Gastei oito horas da minha vida a ler "Na Sombra", o livro de memórias do príncipe Harry, que chegou às livrarias esta terça-feira, 10 de janeiro. Tendo já escrito alguns artigos sobre os conteúdos desta obra autobiográfica, o que me têm perguntado com mais frequência é: "vale a pena?".

A resposta é complexa, tão complexa como a nossa relação (nós, plebeus, nós republicanos, nós, sociedade do espectáculo) com as figuras de uma instituição tão anacrónica como é a monarquia. E Harry, por muito que se tente distanciar, é uma figura emblemática desse regime que nada nos é há mais de um século, mas que tanto fascínio exerce no imaginário coletivo.

"Na Sombra" custa 22,95€, por isso, se tiver esse dinheiro para gastar, antes num livro do que em tabaco. Está muito bem escrito, escorreito, fácil de ler, embora a tradução para português tenha as suas falhas, sobretudo na equivalência do tom 'posh' das conversas entre os membros da família real britânica e o seu círculo mais próximo.

"Na Sombra" é surpreendente, mas não um surpreendente "ah! Não sabia isto!", que exclamamos quando vemos "The Crown", mas um surpreendente do género "a sério que ele contou isto?". Tem momentos divertidos, mas não é uma diversão "aahaha, que engraçado". É mais aquele gargalhada meio sem jeito, da qual depois nos arrependemos, quando vemos alguém dar um trambolhão.

"Na Sombra" é um livro fantasmagórico, porque a presença de Diana está em todo o lado. Em todos os capítulos, em quase todas as páginas. Em referências dolorosas, com as quais conseguimos sentir empatia, noutras que incomodam porque se percebe claramente que há, mais do que um processo de luto que não foi feito, uma obsessão.

Todas as datas vão dar a Diana, um animal no meio da floresta é Diana. Trocar mensagens com Meghan é um sinal da presença de Diana. Diana, Diana, Diana. E o príncipe parece, mais no final do livro, quase que admitir isso, ao descrever a forma como olhou longamente para o corpo da avó, a rainha Isabel II, logo após a morte da monarca. ( "Era difícil, mas continuei, pensando como me arrependi de não ter visto a minha mãe após o desfecho. Anos a lamentar essa falta de provas, a adiar a minha dor por falta de provas").

ENUNCIADO:
Responda a estas perguntas com base no texto sobre o livro de memórias do príncipe Harry:
(a) Em que dia chegou "Na Sombra" às livrarias?
(b) Quanto custa o livro?
(c) Para o corpo de quem olhou longamente o príncipe, logo após a morte dessa pessoa?

EXCERTOS DAS LINHAS:

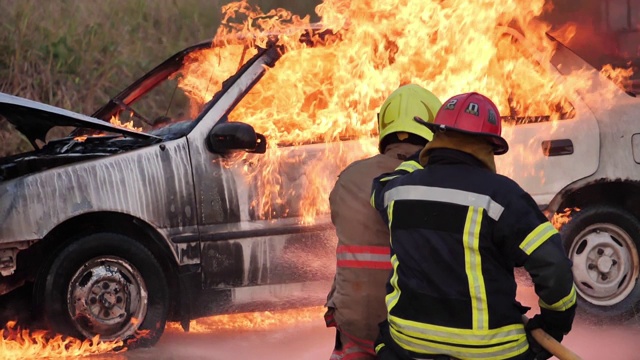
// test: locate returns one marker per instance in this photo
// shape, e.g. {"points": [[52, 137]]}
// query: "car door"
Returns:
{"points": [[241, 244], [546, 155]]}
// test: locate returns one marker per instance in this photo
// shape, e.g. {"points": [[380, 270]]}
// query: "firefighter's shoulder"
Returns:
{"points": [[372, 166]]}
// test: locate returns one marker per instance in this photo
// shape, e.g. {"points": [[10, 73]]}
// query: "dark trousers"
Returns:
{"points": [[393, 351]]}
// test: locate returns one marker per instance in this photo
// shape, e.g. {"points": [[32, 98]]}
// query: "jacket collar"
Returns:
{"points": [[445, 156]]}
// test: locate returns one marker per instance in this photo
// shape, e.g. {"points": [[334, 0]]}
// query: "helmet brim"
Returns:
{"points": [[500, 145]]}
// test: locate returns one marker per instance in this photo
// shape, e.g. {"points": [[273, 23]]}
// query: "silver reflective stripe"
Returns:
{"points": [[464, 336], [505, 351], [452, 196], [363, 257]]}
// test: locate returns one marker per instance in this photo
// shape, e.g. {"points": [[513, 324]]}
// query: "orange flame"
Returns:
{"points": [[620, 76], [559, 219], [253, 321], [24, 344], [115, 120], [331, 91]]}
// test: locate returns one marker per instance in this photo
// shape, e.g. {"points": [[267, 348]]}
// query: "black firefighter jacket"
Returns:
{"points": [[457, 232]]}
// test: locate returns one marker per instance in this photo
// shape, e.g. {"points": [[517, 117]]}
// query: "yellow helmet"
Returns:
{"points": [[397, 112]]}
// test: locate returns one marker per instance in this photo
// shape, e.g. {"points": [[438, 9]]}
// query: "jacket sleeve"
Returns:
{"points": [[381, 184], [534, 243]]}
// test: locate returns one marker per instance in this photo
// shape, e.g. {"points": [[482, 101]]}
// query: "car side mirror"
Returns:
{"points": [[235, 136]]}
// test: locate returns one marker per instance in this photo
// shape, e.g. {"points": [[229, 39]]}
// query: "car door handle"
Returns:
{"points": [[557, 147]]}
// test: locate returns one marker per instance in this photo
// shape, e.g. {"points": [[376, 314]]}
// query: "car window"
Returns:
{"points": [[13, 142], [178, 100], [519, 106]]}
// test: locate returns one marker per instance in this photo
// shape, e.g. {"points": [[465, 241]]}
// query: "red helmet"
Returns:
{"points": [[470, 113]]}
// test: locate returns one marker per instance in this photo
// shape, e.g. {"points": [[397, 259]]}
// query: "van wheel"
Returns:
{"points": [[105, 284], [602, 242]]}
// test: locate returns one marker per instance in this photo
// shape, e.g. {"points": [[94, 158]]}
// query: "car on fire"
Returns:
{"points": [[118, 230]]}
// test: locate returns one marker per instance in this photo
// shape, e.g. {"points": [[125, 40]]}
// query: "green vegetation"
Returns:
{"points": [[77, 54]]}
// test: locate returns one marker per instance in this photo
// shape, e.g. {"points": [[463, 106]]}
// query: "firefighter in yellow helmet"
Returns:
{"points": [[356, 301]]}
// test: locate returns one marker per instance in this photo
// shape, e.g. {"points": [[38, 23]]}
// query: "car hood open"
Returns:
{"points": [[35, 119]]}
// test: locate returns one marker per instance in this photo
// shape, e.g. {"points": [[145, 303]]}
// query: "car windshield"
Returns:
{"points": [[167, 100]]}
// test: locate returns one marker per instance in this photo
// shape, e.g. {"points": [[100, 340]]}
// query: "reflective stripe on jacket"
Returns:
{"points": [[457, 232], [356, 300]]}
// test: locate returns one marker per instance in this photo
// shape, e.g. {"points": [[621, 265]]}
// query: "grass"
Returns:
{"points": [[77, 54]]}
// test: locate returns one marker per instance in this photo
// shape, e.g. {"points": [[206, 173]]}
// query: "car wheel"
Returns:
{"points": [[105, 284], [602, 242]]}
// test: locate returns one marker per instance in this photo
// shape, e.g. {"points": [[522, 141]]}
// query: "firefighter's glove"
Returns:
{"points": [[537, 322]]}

==

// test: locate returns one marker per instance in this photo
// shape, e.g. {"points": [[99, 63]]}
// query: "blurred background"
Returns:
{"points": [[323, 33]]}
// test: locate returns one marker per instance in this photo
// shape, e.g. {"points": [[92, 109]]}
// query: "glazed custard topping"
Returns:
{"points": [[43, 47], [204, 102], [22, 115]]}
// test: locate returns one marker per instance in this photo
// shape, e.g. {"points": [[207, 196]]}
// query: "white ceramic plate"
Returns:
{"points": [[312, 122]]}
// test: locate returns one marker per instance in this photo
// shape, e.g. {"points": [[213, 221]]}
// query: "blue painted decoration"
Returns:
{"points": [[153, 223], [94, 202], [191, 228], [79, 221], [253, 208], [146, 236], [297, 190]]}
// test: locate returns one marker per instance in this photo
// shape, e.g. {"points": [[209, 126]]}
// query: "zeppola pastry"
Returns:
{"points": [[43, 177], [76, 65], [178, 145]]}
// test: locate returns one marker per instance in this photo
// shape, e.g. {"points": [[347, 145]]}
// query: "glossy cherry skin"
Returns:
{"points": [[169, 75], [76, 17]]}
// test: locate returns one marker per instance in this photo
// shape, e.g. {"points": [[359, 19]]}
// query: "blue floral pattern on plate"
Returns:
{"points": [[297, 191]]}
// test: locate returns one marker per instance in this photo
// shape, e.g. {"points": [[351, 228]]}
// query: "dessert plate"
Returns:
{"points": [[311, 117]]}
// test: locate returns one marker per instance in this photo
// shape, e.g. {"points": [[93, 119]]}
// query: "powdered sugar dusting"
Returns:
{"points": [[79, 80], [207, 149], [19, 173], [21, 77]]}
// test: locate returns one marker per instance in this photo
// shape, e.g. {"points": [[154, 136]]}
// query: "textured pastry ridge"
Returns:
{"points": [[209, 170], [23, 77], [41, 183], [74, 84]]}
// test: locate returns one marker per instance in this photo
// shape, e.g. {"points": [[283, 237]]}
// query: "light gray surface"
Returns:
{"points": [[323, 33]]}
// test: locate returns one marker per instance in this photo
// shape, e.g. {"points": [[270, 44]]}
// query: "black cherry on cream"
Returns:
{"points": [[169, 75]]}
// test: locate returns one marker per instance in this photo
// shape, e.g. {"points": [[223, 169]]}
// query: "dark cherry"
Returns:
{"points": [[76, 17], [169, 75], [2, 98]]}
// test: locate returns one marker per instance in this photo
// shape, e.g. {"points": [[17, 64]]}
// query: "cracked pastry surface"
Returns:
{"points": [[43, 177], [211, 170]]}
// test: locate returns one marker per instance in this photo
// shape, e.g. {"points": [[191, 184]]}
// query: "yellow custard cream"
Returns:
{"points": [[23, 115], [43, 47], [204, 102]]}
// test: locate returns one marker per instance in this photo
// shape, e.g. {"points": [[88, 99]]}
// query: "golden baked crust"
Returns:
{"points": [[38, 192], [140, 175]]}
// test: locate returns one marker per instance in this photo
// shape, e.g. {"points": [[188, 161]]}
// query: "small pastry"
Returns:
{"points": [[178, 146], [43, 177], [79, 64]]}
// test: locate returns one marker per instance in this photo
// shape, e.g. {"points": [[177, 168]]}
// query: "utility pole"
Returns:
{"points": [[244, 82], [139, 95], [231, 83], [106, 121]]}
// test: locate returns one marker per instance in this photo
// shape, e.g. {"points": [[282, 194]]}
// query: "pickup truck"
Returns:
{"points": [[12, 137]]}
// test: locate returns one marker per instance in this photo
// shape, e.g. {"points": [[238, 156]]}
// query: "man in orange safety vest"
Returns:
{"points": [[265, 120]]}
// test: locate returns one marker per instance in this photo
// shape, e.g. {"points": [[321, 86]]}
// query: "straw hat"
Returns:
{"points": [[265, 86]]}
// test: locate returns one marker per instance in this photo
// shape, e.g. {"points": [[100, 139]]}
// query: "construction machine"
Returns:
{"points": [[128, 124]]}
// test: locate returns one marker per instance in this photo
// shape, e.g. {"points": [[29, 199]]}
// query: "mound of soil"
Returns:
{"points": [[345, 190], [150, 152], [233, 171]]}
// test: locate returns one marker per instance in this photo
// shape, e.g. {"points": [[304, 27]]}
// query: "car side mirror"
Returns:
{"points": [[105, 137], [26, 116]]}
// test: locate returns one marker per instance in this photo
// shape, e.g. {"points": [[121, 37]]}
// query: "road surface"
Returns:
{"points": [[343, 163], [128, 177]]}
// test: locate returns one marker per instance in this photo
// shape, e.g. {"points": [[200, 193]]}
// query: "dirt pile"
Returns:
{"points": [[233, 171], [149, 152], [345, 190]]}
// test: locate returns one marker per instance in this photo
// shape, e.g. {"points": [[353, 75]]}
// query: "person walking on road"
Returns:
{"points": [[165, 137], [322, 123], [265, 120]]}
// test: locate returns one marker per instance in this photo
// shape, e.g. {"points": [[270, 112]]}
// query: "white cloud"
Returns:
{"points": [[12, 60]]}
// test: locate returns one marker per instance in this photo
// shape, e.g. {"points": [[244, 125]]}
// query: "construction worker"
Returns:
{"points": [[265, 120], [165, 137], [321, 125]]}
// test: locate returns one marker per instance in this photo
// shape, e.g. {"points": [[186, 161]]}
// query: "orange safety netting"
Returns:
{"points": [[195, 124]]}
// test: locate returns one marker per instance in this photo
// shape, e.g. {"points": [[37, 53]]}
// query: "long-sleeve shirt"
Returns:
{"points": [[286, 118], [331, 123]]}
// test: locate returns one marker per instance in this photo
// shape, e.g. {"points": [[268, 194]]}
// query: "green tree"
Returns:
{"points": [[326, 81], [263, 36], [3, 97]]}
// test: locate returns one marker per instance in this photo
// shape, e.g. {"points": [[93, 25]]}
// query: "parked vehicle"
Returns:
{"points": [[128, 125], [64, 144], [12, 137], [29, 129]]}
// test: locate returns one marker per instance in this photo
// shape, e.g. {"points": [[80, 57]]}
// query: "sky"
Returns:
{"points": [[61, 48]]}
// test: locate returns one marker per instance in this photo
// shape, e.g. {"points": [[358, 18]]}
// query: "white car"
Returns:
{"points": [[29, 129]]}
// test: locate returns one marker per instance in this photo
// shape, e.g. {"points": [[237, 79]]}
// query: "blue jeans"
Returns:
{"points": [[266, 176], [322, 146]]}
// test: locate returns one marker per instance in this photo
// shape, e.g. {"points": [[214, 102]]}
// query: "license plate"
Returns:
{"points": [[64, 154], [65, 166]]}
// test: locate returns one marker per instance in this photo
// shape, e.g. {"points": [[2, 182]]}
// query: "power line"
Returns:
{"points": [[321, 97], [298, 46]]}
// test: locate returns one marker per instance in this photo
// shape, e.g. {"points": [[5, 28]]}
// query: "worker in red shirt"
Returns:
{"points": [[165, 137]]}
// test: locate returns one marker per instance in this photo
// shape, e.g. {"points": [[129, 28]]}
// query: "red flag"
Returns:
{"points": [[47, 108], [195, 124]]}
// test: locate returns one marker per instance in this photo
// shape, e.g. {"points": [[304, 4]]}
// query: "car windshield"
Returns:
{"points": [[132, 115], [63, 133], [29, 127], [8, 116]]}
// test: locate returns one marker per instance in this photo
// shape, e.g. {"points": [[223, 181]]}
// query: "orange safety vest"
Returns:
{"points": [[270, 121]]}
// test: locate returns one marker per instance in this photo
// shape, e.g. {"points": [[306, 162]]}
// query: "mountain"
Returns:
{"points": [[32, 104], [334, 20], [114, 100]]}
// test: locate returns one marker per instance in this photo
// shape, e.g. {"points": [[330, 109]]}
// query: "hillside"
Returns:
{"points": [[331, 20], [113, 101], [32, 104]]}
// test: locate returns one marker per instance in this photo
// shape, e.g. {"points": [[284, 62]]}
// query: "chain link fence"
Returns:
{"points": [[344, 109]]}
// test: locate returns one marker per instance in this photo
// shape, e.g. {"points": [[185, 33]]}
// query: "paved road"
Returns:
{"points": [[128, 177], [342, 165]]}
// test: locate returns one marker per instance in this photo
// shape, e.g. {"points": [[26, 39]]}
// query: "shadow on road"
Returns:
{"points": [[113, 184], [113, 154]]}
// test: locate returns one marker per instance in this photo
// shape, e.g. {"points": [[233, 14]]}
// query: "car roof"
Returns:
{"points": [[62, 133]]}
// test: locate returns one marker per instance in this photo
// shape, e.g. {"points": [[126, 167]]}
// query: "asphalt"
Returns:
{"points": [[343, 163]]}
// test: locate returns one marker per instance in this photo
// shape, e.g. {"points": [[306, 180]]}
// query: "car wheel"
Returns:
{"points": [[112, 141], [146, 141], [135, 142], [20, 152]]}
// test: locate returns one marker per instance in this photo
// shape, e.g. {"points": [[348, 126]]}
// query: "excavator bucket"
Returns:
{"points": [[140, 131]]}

RESPOSTA:
(a) Numa terça-feira, 10 de janeiro.
(b) 22,95€.
(c) Para o corpo da avó, a rainha Isabel II.